> **Brief**:
Copy each line of the records that includes "patch".

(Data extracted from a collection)
▼▼▼

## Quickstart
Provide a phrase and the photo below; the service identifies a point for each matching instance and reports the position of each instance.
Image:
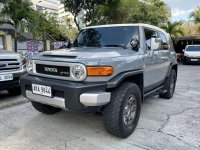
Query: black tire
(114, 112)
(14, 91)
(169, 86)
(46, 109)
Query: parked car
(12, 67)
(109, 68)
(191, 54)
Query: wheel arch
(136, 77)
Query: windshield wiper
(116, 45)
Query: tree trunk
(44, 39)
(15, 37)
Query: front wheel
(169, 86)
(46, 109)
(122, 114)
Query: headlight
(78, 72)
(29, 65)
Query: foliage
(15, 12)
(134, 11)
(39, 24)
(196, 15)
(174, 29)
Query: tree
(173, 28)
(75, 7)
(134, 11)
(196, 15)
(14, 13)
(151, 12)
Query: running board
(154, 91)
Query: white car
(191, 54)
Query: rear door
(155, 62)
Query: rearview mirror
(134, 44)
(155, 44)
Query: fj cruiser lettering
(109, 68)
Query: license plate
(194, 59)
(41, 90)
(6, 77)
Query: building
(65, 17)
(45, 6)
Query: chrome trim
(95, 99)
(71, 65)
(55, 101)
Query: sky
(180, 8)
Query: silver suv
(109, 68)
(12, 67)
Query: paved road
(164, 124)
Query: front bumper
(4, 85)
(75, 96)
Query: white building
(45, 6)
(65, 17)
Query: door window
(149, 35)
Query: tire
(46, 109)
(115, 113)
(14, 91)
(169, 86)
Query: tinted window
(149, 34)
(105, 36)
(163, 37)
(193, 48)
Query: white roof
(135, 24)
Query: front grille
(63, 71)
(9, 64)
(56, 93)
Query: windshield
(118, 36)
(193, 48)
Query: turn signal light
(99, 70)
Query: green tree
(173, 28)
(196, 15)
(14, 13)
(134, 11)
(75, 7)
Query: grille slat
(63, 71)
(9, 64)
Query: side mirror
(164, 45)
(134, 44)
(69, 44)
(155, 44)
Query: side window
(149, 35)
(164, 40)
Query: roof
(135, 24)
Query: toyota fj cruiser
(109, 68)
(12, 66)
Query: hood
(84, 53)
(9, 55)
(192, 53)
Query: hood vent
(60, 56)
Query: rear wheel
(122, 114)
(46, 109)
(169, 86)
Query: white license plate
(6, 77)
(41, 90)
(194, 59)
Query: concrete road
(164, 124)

▲▲▲
▼▼▼

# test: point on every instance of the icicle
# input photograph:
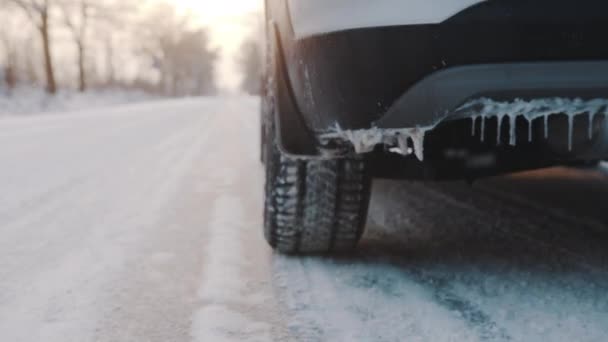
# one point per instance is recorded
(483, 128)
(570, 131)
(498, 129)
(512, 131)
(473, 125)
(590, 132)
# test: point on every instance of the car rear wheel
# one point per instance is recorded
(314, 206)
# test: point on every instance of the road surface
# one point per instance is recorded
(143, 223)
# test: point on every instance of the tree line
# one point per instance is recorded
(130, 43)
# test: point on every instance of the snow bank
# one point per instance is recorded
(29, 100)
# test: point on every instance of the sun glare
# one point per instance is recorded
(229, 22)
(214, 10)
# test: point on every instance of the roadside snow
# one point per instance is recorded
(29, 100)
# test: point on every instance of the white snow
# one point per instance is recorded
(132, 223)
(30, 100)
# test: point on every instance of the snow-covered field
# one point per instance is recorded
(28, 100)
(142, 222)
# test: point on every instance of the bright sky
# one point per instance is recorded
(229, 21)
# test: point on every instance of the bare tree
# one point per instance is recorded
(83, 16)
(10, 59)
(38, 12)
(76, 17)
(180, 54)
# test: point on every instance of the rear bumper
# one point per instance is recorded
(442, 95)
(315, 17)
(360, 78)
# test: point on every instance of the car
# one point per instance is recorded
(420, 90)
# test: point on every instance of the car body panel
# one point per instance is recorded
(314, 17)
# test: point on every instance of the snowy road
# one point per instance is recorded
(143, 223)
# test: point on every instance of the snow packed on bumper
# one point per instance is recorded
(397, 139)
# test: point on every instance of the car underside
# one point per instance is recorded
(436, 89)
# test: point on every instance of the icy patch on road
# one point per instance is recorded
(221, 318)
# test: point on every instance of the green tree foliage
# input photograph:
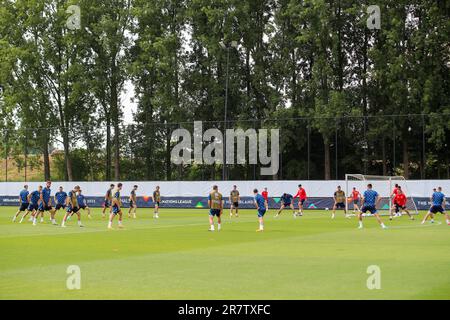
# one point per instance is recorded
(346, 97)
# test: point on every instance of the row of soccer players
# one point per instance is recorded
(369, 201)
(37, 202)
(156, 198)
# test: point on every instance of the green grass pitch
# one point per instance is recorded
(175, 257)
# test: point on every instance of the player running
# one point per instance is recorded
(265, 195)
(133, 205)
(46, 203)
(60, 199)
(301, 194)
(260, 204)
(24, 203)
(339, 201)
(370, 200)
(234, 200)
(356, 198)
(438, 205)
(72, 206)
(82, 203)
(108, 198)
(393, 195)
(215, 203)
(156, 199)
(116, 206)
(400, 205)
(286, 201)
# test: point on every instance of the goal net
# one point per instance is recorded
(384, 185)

▲▲▲
▼▼▼

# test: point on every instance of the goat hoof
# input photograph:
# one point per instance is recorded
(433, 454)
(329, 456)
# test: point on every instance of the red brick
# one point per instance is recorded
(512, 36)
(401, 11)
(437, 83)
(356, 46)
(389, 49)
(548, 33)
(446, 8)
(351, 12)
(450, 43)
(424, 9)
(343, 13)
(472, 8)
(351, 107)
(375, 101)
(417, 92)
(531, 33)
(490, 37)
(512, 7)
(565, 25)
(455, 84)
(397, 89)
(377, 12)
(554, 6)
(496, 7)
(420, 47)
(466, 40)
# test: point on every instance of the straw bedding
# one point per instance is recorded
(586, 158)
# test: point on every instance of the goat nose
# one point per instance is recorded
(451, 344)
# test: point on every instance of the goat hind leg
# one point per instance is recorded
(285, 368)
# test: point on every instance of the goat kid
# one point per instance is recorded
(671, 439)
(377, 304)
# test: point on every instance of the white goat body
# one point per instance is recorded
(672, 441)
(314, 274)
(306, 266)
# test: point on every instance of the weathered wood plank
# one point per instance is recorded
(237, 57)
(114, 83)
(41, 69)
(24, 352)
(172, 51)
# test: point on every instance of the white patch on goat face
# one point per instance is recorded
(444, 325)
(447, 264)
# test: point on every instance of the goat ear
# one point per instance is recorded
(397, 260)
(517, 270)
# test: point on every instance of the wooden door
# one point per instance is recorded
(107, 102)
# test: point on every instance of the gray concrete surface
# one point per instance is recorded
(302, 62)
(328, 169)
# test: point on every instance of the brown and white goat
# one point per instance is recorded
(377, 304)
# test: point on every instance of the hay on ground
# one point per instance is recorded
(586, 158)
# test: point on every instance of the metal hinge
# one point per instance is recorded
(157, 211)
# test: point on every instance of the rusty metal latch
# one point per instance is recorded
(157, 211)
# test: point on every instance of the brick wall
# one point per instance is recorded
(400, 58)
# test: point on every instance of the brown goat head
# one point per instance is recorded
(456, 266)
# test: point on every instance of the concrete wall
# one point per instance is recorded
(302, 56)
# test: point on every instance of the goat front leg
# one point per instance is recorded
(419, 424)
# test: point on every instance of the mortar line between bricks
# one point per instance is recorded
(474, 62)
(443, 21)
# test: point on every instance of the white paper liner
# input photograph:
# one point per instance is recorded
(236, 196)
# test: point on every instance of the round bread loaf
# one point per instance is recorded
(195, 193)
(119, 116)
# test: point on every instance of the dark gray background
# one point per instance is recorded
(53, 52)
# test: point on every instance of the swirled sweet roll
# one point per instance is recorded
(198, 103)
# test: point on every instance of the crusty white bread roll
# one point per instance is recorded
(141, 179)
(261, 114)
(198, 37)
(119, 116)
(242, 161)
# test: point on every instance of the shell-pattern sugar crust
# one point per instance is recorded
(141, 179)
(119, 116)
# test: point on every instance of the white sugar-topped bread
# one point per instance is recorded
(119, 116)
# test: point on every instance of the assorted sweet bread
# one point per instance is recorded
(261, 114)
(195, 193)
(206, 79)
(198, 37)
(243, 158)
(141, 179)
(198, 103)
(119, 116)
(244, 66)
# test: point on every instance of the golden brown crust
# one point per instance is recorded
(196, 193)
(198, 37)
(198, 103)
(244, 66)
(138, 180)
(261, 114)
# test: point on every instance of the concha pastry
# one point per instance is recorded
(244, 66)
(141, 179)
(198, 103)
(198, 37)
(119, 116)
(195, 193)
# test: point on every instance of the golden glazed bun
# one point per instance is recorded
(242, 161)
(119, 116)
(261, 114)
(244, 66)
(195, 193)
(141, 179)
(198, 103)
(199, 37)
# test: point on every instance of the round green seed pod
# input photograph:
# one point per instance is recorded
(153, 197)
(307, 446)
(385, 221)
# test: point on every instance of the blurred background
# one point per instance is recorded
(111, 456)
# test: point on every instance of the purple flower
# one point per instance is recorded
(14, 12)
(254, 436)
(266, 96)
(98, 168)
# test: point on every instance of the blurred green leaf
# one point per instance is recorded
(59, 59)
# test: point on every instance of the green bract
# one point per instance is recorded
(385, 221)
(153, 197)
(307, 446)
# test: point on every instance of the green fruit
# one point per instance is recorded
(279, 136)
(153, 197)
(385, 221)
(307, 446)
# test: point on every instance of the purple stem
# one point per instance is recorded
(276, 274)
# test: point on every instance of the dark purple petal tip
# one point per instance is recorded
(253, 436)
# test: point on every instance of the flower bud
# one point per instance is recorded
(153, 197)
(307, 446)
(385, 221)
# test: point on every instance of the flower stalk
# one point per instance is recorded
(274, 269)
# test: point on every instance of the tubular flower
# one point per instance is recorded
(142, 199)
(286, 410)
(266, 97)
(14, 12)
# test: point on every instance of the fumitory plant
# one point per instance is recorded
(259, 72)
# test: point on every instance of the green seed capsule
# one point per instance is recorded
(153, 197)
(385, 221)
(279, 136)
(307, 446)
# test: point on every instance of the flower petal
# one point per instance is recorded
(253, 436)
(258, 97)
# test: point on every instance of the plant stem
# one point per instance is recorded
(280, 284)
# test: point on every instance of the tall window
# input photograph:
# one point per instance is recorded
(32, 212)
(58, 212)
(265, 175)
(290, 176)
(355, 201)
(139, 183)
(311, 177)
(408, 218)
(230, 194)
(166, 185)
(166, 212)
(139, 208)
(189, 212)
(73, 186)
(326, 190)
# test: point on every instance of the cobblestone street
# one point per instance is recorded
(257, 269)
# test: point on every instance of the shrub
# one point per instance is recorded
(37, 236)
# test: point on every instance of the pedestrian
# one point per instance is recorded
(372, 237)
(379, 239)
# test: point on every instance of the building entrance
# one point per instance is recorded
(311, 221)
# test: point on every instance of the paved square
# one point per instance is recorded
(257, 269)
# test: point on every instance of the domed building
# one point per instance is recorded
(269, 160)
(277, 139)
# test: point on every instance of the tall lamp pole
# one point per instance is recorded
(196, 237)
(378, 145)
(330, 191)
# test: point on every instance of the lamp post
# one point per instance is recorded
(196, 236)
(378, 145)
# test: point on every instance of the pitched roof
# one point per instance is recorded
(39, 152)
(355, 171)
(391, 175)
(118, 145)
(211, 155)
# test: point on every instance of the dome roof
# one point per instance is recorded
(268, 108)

▲▲▲

> **Completed task**:
# test: point on every instance of the icy patch on road
# test: point on every instance of the white patch on goat face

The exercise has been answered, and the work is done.